[Photo-based referring expression data]
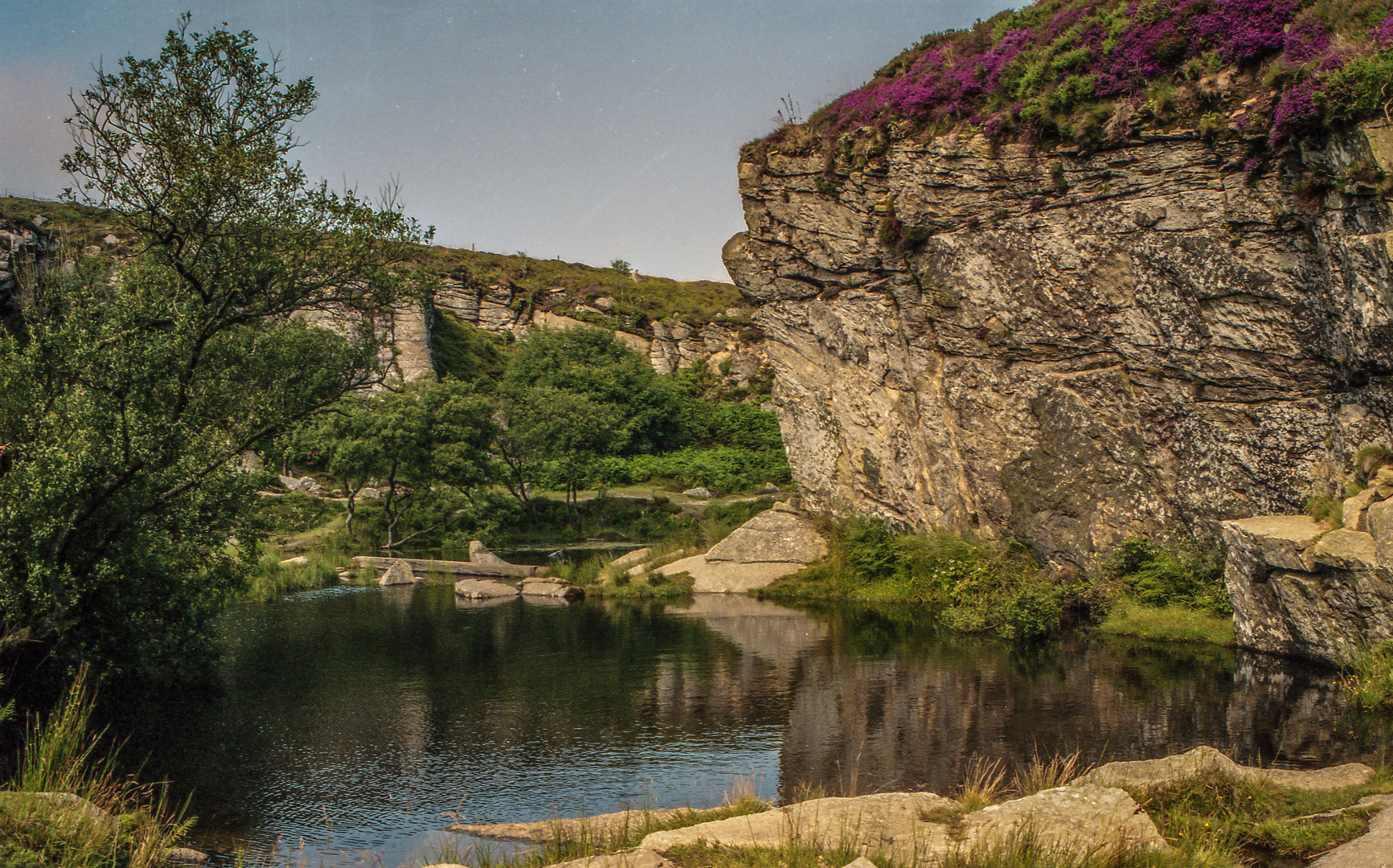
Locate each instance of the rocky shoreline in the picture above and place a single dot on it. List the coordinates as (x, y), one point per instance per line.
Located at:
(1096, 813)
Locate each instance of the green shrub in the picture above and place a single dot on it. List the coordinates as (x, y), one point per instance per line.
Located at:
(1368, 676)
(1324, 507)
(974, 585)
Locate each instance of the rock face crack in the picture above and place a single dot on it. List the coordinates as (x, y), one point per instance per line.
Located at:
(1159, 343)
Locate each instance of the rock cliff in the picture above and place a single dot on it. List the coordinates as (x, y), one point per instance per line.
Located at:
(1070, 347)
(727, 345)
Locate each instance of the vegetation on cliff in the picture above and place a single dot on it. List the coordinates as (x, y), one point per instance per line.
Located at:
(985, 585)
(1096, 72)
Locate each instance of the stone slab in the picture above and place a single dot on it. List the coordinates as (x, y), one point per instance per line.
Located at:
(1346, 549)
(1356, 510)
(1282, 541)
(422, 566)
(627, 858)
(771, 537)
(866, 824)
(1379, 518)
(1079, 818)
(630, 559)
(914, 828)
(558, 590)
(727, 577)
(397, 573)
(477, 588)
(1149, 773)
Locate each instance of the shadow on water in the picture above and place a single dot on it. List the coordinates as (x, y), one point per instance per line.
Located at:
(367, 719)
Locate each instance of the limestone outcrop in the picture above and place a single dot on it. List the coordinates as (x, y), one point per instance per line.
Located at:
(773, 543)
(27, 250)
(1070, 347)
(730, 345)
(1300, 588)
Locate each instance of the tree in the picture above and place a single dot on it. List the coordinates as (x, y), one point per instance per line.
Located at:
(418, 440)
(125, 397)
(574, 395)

• _WORK ORDER_
Could you return all lines from the data above that contain the string "cliff"?

• _FINISHED EXERCISE_
Locate each instance of the rock cliff in the picture above and place a single dot on it. List the coordinates as (x, y), one point per instance per line.
Locate each instance of the vegetation on cliff in the picture above and place a single dot on it. List the coordinates as (x, y), one point per instance per line.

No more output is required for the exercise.